* **Short problem**
Rewrite every one of the records below as a numbered list, one line per item, with blank lines left out. Don't include the pictures in your answer.

* **Dataset extract**
START

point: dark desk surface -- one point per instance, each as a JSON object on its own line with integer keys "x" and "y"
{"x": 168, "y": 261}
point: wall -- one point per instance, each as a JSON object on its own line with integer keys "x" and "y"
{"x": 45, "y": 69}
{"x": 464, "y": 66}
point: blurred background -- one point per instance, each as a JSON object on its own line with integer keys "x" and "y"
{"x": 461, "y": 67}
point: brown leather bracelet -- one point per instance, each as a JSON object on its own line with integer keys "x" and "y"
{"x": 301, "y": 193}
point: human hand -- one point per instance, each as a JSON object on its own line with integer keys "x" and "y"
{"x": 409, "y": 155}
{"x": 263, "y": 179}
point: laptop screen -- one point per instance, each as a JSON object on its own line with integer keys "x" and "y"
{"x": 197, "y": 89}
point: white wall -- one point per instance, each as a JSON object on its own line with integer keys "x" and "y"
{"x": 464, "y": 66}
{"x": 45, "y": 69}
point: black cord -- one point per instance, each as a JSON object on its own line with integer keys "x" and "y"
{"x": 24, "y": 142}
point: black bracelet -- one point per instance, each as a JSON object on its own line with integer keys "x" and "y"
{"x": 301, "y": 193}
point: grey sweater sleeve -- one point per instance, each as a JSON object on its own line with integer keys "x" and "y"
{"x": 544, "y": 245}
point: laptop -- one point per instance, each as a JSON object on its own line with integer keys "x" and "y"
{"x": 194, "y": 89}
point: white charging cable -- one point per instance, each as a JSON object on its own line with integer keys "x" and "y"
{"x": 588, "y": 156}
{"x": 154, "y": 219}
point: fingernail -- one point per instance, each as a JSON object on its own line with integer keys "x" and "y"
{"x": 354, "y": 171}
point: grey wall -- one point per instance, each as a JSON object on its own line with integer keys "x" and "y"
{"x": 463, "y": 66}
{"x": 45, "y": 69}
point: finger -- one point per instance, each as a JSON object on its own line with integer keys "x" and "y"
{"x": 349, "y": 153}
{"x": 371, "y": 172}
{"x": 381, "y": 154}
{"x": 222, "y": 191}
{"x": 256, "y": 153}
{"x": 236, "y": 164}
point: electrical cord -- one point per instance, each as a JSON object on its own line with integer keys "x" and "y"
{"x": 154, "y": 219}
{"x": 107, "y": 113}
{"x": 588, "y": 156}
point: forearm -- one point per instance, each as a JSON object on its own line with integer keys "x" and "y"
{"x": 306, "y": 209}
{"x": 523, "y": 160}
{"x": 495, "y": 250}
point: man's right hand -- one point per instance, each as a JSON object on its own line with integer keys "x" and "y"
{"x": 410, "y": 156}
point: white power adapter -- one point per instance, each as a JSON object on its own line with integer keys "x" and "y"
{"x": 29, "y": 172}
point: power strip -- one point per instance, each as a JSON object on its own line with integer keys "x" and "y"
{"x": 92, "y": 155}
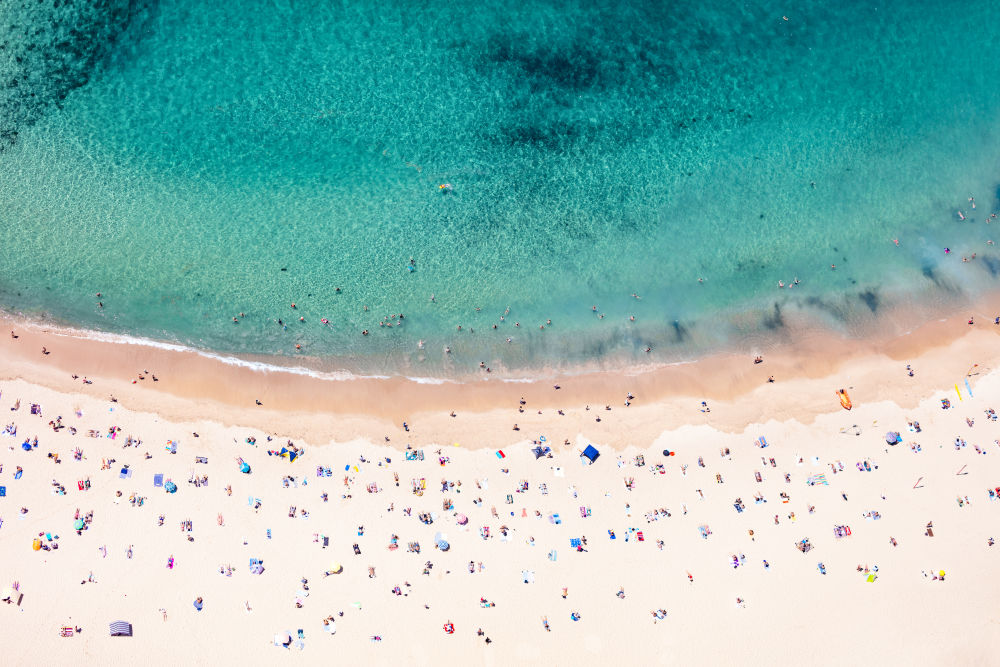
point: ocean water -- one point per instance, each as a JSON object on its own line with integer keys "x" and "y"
{"x": 192, "y": 160}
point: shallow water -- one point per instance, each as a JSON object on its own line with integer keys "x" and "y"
{"x": 177, "y": 156}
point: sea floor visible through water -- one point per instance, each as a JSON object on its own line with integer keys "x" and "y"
{"x": 190, "y": 162}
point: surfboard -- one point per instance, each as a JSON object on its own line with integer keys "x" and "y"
{"x": 845, "y": 400}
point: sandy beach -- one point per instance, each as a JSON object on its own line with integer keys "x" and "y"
{"x": 780, "y": 528}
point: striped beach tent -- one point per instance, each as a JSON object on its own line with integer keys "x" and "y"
{"x": 121, "y": 629}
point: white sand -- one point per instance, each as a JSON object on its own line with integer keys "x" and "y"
{"x": 792, "y": 613}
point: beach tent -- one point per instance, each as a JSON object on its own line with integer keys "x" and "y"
{"x": 591, "y": 453}
{"x": 121, "y": 629}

END

* **Answer to the problem**
1. point: dark desk surface -- one point per instance, each as a JSON object on its own line with integer keys "x" and "y"
2. {"x": 168, "y": 261}
3. point: wall -- one point per instance, each as a JSON object on its own line with integer keys "x" and "y"
4. {"x": 45, "y": 69}
5. {"x": 464, "y": 66}
6. point: blurred background -- one point per instance, each as a JSON object on its own line with integer keys "x" and "y"
7. {"x": 461, "y": 67}
8. point: brown leather bracelet -- one point per instance, each as a JSON object on its own line with integer keys "x" and "y"
9. {"x": 301, "y": 193}
10. point: human hand -- one point per instance, each as a JSON object on its own line with integer keys "x" and "y"
11. {"x": 409, "y": 155}
12. {"x": 263, "y": 179}
13. point: laptop screen -- one point per instance, each as a JSON object on its own line with integer keys "x" and "y"
14. {"x": 197, "y": 89}
15. point: white wall -- one point per instance, each as a JSON object on its own line with integer keys "x" and "y"
16. {"x": 464, "y": 66}
17. {"x": 45, "y": 69}
18. point: black cord -- one point per instance, each as a JSON object on its own line with integer keys "x" and "y"
19. {"x": 24, "y": 142}
20. point: black bracelet -- one point per instance, each as a JSON object on its own line with integer keys "x" and "y"
21. {"x": 301, "y": 193}
22. point: grey sweater sleeve -- one point per instance, each as a JSON object on its own line with integer keys "x" and "y"
23. {"x": 544, "y": 245}
24. point: laptop -- one point per instance, each as a JSON object on its own line with integer keys "x" and "y"
25. {"x": 194, "y": 89}
26. point: white charging cable -- one point per instance, each as a JSON object on its own line with integer keys "x" and "y"
27. {"x": 588, "y": 156}
28. {"x": 154, "y": 219}
29. point: fingernail -- one point per instance, each as a JSON object on its own line with integer keys "x" and "y"
30. {"x": 354, "y": 171}
31. point: grey wall -- one point per instance, each as a JSON object on its own line with integer keys "x" and "y"
32. {"x": 463, "y": 66}
33. {"x": 45, "y": 69}
34. point: finger -- one point per instance, each as a JSON object on its own line with integer keys "x" and "y"
35. {"x": 349, "y": 153}
36. {"x": 371, "y": 172}
37. {"x": 381, "y": 154}
38. {"x": 222, "y": 191}
39. {"x": 256, "y": 153}
40. {"x": 236, "y": 164}
41. point: electrical cord -- one point per instance, each as a JSON object on its own line with integer keys "x" and "y"
42. {"x": 154, "y": 219}
43. {"x": 107, "y": 113}
44. {"x": 588, "y": 156}
45. point: forearm -- one point per instance, each as a JSON object on its own line with integer keys "x" and "y"
46. {"x": 306, "y": 209}
47. {"x": 523, "y": 160}
48. {"x": 495, "y": 250}
49. point: man's right hand -- one point per instance, each as a JSON object on its own line with integer keys "x" and "y"
50. {"x": 410, "y": 156}
51. point: white power adapter -- one point per instance, each as a JSON object on its own line with integer keys "x" and "y"
52. {"x": 29, "y": 172}
53. point: power strip -- one point per instance, each as a JSON object on its own line with integer keys "x" and "y"
54. {"x": 92, "y": 155}
55. point: ocean water -- one point per instance, each as a JSON object on its own line with integer keys "x" and "y"
56. {"x": 192, "y": 160}
57. point: shallow water -- one point per instance, each as a JSON object on its own line with integer keys "x" and "y"
58. {"x": 177, "y": 156}
59. point: sea floor visible through water -- one point per instance, each as a JSON object on its own line with integer keys "x" and "y"
60. {"x": 190, "y": 162}
61. point: surfboard -- one point per instance, each as a JSON object on its own line with integer keys "x" and "y"
62. {"x": 845, "y": 400}
63. point: sandy beach -- one point per instance, each as a JSON object on its own line with integer keys "x" and "y"
64. {"x": 780, "y": 528}
65. point: striped beach tent -- one point per instance, each as a JSON object on its own line with integer keys "x" and "y"
66. {"x": 121, "y": 629}
67. point: white sand -- one point per instance, each as a JSON object on its own line with integer keys "x" and "y"
68. {"x": 792, "y": 613}
69. point: beach tent -- one point per instance, each as a JSON object on its own line with integer keys "x" and "y"
70. {"x": 591, "y": 453}
71. {"x": 121, "y": 629}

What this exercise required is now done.